● **TEXT SEGMENT**
[start]

Aquaculture’s future profitability is at stake
Aquaculture’s future profitability is at stake
Published by Jessica Weisman-Pitts
Posted on September 1, 2021

Published by Jessica Weisman-Pitts
Posted on September 1, 2021

With growing demand for seafood produce, alongside the depletion of wild-fish stocks, aquaculture has become an attractive opportunity for investors. But the industry faces financial, environmental and social risks which – if left unaddressed – could curtail future profitability, writes Alice Delemare Tangpuori, Campaign Manager, Changing Markets Foundation
In the coming years, the aquaculture industry is projected to grow exponentially, reaching US$376 billion in value by 2025. The attractiveness for investment is explained by a declining supply of wild-fish and rising consumer demand for seafood. For investors, this is perceived as an opportunity to make substantial returns, with big financial players like DNB, Nordea Bank and Rabobank lending a combined total €8 billion to aquaculture companies in 2019. However, according to the Changing Markets Foundation, there are material ESG risks left unaddressed in aquaculture investments –namely the sector’s dependence on wild-caught fish in feed and the high level of mortality as a result of poor fish welfare.
Diminishing returns
Aquaculture currently provides over half of global fish consumption and this is projected to reach 60% by 2030. The sector is divided into resource-intensive fed aquaculture and non-fed aquaculture. Not all farmed seafood requires the input of food, for example some species filter their food from the surrounding waters, as is the case for mussels and oysters. However, the fed aquaculture (such as salmon, seabass and shrimp) has outpaced non-fed aquaculture, driving the demand for fish meal and fish oil (FMFO), the ingredients in feed that are composed of wild-caught fish. The Food and Agriculture Organization (FAO) estimates that one fifth of the combined world-capture of wild marine fish is processed into FMFO, the majority of which is used to feed farmed fish. Without a current mechanism in place to prevent the use of wild-caught fish in aquaculture, demand risks outstripping supply and overall jeopardising the value chain.

[end]

● **MATERIAL SUPPLIED**
[start]

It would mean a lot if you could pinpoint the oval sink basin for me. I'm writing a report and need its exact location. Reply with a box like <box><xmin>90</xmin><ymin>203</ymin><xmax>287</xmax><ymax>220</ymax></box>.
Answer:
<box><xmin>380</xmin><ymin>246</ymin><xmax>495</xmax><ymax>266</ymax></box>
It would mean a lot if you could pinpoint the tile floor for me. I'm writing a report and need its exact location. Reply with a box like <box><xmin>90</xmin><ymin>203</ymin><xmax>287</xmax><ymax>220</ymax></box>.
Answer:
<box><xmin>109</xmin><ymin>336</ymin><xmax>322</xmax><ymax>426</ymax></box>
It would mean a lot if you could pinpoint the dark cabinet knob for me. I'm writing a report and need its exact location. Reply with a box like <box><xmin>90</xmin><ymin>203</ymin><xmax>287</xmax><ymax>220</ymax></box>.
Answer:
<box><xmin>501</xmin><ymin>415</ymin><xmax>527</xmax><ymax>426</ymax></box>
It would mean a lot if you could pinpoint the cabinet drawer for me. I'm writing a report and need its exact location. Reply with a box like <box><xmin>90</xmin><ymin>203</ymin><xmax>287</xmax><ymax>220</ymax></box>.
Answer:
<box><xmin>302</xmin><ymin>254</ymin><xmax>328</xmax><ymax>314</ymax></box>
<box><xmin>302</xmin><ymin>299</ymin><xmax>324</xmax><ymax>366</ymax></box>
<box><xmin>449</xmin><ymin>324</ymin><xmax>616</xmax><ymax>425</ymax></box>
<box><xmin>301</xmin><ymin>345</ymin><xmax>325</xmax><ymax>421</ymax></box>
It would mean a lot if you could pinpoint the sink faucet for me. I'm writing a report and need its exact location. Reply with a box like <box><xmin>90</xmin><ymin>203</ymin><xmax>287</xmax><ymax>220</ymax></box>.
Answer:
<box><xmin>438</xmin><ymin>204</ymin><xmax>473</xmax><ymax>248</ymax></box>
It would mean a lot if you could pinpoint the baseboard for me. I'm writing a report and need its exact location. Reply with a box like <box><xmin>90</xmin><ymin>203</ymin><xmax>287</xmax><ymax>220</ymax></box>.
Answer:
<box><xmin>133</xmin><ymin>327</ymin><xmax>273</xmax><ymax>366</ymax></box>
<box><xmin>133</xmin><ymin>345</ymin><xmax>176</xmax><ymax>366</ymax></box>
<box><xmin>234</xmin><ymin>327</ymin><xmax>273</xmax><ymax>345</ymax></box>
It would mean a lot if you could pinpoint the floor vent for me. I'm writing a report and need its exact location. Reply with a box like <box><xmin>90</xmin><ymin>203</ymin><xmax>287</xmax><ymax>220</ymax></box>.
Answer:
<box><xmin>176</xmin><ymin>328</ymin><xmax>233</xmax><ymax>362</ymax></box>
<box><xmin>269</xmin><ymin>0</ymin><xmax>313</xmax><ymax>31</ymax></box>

[end]

● **AIM OF THE TASK**
Write the next part of the article on aquaculture's profitability, picking up after its last paragraph. The rows have no connection to the aquaculture article.

● **IN RESPONSE**
In light of this, aquaculture’s dependence on wild-caught fish threatens diminishing returns: As demand grows for aquaculture grows, coupled with a finite supply of wild-caught fish for feed ingredients, this has pushed FMFO prices higher. The World Bank projects that by 2030, the price of fishmeal and fish-oil will have increased by 90% and 70%, respectively since 2010. And because feed is the biggest cost in aquaculture, accounting for 50-70% of business expenditure, these higher prices cause a contraction in the profit margins of fish farmers.
Moreover, the mounting demand for FMFO has the potential of surpassing supply by up to 16 million tonnes a year by 2025. Such relentless demand for FMFO incentivizes poor fisheries practices, encouraging illegal, unreported and unregulated (IUU) fishing. This is a serious compliance issue which affects the whole aquaculture supply chain and contributes to the further decline of wild fish populations.
The Sustainability Accounting Standards Board (SASB) highlights that companies that work with suppliers to actively manage feed sourcing scarcity risks, will be better protected from price volatility and supply disruptions, and this may improve their brand reputation.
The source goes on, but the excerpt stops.